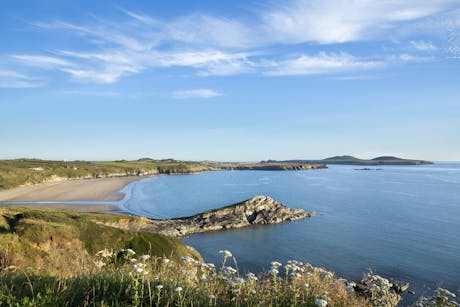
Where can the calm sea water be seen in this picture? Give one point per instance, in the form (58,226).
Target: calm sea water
(401,221)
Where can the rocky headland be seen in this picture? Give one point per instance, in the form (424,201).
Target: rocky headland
(258,210)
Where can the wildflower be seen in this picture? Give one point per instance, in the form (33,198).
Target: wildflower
(230,270)
(274,271)
(226,253)
(204,279)
(320,302)
(144,257)
(187,258)
(240,280)
(105,253)
(251,276)
(128,251)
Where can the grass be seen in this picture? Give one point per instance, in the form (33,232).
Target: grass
(63,242)
(19,172)
(159,281)
(65,258)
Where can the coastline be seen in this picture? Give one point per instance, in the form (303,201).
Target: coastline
(101,189)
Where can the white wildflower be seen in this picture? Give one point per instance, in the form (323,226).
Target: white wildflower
(240,280)
(105,253)
(128,251)
(274,271)
(320,302)
(144,257)
(225,253)
(204,279)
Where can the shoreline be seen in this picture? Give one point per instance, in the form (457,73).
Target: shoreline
(72,190)
(57,194)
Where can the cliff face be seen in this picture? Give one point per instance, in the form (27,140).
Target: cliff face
(255,211)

→ **Task statement**: If a line in the data above contains "seen", return that line.

→ **Answer to the exercise**:
Where can the calm sea water be seen in this picture? Give one point per instance, in the form (58,226).
Where can the rocky headland be seen in this picture? Give one point per instance, in the form (424,201).
Where can the wildflower be seen in this picture? Give one point per instance, in the form (33,198).
Where can the grass be seen in this picture? Give one point per instance, in the form (33,232).
Where can the coastline be seen in this picture? Give one point per instance, in the form (303,201).
Where can the white wildflower be seen in this picture? Give one point per instance, in the form (323,226).
Where can the shoreline be seen in this picture? Give one point per instance, in the form (457,73).
Where can the cliff face be seen in this picture? Give one point per instance, in the form (27,140).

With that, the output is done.